(Source records)

>>>

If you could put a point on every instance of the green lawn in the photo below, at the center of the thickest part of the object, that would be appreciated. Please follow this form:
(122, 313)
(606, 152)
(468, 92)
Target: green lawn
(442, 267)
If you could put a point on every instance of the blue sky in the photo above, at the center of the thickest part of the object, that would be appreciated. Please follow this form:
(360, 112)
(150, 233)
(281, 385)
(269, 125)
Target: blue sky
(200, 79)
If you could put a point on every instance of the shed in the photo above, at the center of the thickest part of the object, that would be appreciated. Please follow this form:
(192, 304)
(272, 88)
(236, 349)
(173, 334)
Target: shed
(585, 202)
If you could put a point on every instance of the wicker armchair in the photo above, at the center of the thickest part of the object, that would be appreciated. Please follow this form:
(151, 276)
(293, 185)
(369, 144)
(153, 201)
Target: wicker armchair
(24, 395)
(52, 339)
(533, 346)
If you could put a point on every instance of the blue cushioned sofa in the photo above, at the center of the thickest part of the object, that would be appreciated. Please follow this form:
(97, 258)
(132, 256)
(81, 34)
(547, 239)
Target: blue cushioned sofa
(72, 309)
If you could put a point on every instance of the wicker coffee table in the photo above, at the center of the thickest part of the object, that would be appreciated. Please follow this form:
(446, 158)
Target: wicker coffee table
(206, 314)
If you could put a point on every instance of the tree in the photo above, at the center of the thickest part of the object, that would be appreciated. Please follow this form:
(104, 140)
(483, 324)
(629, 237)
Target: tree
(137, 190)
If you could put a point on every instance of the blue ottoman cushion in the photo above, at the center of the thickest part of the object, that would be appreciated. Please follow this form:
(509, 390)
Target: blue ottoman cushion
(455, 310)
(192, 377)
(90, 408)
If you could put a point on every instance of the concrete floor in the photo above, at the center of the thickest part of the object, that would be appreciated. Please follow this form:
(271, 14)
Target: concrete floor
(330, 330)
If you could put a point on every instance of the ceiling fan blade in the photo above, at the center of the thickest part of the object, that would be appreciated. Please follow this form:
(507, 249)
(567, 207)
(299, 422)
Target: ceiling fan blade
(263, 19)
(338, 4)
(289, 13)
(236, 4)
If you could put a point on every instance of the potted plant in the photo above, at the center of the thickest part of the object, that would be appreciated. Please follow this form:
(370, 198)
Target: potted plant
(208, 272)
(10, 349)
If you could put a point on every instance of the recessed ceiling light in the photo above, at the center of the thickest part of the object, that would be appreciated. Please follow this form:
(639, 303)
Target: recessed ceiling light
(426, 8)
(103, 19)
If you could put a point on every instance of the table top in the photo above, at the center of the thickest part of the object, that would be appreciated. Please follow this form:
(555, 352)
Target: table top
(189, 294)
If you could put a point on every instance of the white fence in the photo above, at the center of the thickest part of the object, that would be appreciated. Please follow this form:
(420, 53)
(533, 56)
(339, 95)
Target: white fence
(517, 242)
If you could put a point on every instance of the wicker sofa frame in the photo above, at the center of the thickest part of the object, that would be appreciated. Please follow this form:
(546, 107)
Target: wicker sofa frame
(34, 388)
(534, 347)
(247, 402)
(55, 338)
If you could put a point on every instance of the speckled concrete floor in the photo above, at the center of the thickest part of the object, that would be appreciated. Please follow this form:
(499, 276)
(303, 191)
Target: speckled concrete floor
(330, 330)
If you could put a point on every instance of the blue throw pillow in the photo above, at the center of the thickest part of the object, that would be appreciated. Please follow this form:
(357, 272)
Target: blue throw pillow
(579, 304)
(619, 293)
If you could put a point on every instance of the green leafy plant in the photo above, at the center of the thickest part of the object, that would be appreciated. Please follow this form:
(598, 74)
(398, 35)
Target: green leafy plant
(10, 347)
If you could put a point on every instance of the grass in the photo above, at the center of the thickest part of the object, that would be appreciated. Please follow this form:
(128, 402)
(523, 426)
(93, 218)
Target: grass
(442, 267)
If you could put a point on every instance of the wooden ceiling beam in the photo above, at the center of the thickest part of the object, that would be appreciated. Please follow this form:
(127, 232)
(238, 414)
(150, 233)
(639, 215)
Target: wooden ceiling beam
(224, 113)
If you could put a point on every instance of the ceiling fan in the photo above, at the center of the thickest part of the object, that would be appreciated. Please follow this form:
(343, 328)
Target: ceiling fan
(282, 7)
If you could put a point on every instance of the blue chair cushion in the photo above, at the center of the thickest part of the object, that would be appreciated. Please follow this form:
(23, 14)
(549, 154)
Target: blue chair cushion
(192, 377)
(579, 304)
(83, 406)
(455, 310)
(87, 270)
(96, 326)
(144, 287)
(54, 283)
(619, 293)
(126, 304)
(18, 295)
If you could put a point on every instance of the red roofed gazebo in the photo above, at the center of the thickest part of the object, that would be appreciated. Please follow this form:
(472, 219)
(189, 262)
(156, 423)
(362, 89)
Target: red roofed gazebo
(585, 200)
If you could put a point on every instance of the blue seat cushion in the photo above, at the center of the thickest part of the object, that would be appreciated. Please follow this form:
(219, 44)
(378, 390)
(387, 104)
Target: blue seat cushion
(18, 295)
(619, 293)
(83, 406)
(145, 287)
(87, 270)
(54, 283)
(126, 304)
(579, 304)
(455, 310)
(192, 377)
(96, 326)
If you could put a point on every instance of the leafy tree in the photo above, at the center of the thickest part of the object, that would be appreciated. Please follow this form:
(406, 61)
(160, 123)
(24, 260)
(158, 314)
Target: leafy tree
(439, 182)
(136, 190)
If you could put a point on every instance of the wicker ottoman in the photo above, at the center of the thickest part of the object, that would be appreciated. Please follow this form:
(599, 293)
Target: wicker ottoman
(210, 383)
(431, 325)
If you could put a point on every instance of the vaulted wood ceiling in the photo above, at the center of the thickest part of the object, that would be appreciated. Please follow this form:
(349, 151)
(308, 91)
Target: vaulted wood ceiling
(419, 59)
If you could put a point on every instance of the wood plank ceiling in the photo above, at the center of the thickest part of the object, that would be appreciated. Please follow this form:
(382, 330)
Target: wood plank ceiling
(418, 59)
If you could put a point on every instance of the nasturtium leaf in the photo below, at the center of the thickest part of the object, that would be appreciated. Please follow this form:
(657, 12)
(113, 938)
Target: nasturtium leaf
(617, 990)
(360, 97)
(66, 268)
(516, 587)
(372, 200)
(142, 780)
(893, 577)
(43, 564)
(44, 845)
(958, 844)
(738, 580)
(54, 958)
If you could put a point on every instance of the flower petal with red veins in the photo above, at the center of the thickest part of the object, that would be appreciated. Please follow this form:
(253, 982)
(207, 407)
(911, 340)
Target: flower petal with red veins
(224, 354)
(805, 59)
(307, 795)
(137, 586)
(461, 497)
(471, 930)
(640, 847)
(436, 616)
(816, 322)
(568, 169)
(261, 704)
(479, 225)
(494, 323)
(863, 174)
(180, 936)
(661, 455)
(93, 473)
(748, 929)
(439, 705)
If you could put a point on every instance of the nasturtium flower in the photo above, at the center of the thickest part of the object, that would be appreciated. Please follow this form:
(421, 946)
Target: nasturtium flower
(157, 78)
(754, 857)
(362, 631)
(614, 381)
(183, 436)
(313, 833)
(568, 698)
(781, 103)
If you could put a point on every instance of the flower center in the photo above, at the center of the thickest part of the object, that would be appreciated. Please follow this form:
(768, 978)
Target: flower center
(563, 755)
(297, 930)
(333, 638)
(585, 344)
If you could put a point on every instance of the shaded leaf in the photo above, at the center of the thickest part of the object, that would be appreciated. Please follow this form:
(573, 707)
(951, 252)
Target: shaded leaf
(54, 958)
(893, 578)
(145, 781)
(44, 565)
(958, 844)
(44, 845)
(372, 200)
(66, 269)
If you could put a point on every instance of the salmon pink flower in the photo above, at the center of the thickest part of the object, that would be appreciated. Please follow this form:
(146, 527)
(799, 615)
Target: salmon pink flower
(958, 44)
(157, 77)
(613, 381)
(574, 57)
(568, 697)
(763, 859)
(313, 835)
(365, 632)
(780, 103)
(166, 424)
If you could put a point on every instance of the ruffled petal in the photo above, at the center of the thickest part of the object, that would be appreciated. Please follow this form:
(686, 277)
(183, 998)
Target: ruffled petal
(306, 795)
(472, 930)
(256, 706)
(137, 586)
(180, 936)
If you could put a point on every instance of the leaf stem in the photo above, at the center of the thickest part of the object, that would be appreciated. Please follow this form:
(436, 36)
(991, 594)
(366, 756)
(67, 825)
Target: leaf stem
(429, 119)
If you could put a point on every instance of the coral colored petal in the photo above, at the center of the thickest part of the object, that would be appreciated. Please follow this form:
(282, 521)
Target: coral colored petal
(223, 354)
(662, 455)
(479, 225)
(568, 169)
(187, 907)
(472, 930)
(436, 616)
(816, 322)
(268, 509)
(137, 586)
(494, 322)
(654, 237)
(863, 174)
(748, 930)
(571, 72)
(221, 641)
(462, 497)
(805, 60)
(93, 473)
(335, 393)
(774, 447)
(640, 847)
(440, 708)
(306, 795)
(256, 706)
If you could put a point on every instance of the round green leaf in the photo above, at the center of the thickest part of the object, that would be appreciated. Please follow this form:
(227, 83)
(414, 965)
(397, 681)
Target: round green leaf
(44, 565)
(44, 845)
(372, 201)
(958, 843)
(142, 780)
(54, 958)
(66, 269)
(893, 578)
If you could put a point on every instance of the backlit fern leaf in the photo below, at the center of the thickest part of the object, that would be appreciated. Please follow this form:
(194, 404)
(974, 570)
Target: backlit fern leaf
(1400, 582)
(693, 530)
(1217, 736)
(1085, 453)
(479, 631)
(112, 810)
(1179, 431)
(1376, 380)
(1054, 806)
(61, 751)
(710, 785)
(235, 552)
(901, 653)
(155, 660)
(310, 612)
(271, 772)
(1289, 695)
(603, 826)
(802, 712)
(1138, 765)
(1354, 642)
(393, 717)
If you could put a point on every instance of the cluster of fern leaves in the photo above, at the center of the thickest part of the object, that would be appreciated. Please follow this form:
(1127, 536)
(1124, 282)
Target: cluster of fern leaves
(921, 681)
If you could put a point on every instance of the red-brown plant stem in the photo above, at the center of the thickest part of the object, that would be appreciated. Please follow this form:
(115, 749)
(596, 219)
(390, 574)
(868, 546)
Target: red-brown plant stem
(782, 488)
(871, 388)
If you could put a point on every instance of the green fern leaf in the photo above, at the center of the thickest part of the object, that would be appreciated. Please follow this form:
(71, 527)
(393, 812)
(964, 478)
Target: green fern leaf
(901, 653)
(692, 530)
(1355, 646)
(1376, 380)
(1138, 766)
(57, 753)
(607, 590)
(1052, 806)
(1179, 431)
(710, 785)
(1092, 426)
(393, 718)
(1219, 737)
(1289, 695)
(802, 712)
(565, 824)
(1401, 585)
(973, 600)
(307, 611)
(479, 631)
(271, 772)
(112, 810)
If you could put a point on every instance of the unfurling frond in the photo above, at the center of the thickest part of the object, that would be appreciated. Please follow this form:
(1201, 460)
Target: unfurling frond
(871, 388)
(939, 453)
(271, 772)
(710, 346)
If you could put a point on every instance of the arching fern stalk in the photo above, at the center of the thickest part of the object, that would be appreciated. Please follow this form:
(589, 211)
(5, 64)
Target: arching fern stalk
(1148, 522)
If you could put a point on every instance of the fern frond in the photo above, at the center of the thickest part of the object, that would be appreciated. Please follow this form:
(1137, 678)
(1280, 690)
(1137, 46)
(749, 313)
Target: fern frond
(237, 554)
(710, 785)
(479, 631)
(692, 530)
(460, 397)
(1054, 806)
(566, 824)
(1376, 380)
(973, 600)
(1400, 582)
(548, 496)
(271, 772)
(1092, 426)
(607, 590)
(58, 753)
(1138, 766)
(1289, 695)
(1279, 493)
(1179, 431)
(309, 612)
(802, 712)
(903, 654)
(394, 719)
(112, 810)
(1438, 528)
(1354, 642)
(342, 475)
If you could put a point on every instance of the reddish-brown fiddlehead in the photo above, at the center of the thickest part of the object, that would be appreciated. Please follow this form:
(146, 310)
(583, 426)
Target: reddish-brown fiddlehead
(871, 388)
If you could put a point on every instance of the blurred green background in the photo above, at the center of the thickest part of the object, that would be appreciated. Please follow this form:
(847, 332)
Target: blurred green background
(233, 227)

<<<

Your answer should hold every line of the entries that contains the string "below".

If you could put a point on every instance of the green lawn in the photo below, at the center of the thickest part of the object, that would be appreciated. Please follow this form:
If you could put a point on every instance of the nasturtium leaf in the photo below, at the center of the thickest part of the object, that would be appreciated. Please follow this form:
If you could put a point on every instance of the backlit fern leaf in the photo below, at the center of the thickest part of the object, that would be appreciated. Please follow this form:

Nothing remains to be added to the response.